§ Short exercise A: According to the article on the Isamu Noguchi exhibition, on what date did President Franklin D. Roosevelt sign Executive Order 9066?
§ Short exercise B: Render this sentence from the article on the Isamu Noguchi exhibition in Spanish: "The country was also at war with Germany and Italy, but detentions of German or Italian nationals were on a significantly smaller scale."
§ Short exercise C: Write the next part of the article on Isamu Noguchi's internment, picking up after its final sentence.

Feature

'Self-Interned, 1942': Isamu Noguchi and Roosevelt’s Executive Order 9066

By Robert Ayers  |  New York, 15 February 2017

'Self-Interned, 1942': Isamu Noguchi and Roosevelt’s Executive Order 9066

Installation view, Self-Interned, 1942: Noguchi in Poston War Relocation Center, on view through 7 January 2018 at The Noguchi Museum. Photo: Nicholas Knight/©The Isamu Noguchi Foundation and Garden Museum, NY/Artists Rights Society (ARS).

Dakin Hart, senior curator at The Noguchi Museum in Queens, New York—founded in 1985 to house the archive of Japanese-American sculptor and landscape architect Isamu Noguchi (1904—1988)—describes the museum's current exhibition, Self-Interned, 1942: Noguchi in Poston War Relocation Center, as 'a cultural history more than an exhibition of art.'

The show, which runs from 18 January 2017 to 7 January 2018 and features two dozen works accompanied by archival documents displayed in two large galleries, is particularly moving in the present political climate.

Exhibition view, Self-Interned, 1942: Noguchi in Poston War Relocation Center, on view through January 7, 2018, at The Noguchi Museum.

Exhibition view, Self-Interned, 1942: Noguchi in Poston War Relocation Center, on view through January 7, 2018, at The Noguchi Museum. Photo: Nicholas Knight/©The Isamu Noguchi Foundation and Garden Museum, NY/Artists Rights Society (ARS).

Self-Interned, 1942 explicitly focuses on Noguchi's personal experience of Executive Order 9066, which was signed by President Franklin D. Roosevelt on 19 February 1942. This order initiated one of the more shameful chapters in the history of the United States: the mass internment, without trial, of Japanese citizens and Americans of Japanese heritage along the United States' west coast.

Roosevelt's order came two months after the Japanese attack on Pearl Harbor and America's entry into World War II, and its racist undertow should not be ignored. The country was also at war with Germany and Italy, but detentions of German or Italian nationals were on a significantly smaller scale.

§ Entries:
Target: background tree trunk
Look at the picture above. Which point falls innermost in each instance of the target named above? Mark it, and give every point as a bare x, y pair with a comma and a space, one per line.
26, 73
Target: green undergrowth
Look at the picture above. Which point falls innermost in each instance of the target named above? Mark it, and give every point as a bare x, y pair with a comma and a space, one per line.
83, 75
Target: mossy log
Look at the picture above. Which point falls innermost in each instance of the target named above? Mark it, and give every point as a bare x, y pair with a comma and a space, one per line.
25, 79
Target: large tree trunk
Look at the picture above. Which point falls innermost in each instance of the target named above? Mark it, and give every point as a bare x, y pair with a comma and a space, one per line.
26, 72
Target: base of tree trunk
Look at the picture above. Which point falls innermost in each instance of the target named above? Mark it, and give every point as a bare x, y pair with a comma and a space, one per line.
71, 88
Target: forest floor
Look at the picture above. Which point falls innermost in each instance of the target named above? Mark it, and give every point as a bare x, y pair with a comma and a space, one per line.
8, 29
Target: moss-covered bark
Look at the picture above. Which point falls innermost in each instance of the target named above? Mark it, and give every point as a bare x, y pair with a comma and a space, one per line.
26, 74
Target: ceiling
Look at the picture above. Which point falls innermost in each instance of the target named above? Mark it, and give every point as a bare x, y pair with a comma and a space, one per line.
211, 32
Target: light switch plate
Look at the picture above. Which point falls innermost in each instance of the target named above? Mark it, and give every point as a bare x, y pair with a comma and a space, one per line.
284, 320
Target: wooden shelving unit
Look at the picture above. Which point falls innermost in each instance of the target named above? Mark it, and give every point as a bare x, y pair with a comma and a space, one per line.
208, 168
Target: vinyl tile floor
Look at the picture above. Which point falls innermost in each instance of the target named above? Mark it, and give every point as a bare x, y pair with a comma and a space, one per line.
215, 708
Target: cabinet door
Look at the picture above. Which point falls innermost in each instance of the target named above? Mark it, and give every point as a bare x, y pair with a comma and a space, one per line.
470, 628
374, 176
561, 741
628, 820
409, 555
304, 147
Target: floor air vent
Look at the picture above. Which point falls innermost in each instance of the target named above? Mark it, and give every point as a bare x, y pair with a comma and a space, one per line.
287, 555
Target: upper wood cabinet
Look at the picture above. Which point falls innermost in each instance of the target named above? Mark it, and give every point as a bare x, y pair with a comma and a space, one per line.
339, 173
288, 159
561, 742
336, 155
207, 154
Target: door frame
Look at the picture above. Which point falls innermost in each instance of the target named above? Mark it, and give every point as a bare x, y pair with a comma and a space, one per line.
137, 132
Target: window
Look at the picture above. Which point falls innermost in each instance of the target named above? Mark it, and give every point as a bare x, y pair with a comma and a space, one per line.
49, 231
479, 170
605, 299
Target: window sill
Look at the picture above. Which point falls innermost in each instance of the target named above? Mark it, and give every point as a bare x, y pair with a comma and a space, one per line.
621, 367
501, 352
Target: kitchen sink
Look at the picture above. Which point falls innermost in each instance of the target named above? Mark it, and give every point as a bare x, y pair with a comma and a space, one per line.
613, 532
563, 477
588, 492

§ Exercise output A: 19 February 1942

§ Exercise output B: El país también estaba en guerra con Alemania e Italia, pero las detenciones de ciudadanos alemanes o italianos se dieron a una escala considerablemente menor.

§ Exercise output C:
Isamu Noguchi, Void, (1971, cast 1980). Bronze. 46 1/4 x 39 1/4 x 15 3/8 in.

Isamu Noguchi, Void, (1971, cast 1980). Bronze. 46 1/4 x 39 1/4 x 15 3/8 in. ©The Isamu Noguchi Foundation and Garden Museum, New York / ARS. Photo: Kevin Noble.

Although Noguchi was born in Los Angeles to a celebrated Japanese poet father, Yone Noguchi, and an American mother, he was not subject to the terms of the order as he was at the time a resident of New York, and not of the western states where detentions were enforced. In a remarkable decision, however, he decided to turn himself into the Poston War Relocation Center deep in the Arizona desert in May 1942. 'I wilfully became part of humanity uprooted', was how he described his decision in his 1968 autobiography, A Sculptor's World.

By then, Noguchi had studied with Gutzon Borglum in Connecticut, at the Leonardo da Vinci Art School in New York City, and with the Guggenheim Fellowship's support, he travelled to Paris in 1927, where he worked as an assistant to Constantin Brâncuși. In 1935 he designed his first set for Martha Graham's dance company, resulting in a collaboration that would endure for many years; and in 1940, he completed the bas-relief adorning the facade of 50 Rockefeller Center in New York City: a commission for what was then the Associated Press Building.

Exhibition view, Self-Interned, 1942: Noguchi in Poston War Relocation Center, on view through January 7, 2018, at The Noguchi Museum.

Exhibition view, Self-Interned, 1942: Noguchi in Poston War Relocation Center, on view through January 7, 2018, at The Noguchi Museum. Photo: Nicholas Knight/©The Isamu Noguchi Foundation and Garden Museum, NY/Artists Rights Society (ARS).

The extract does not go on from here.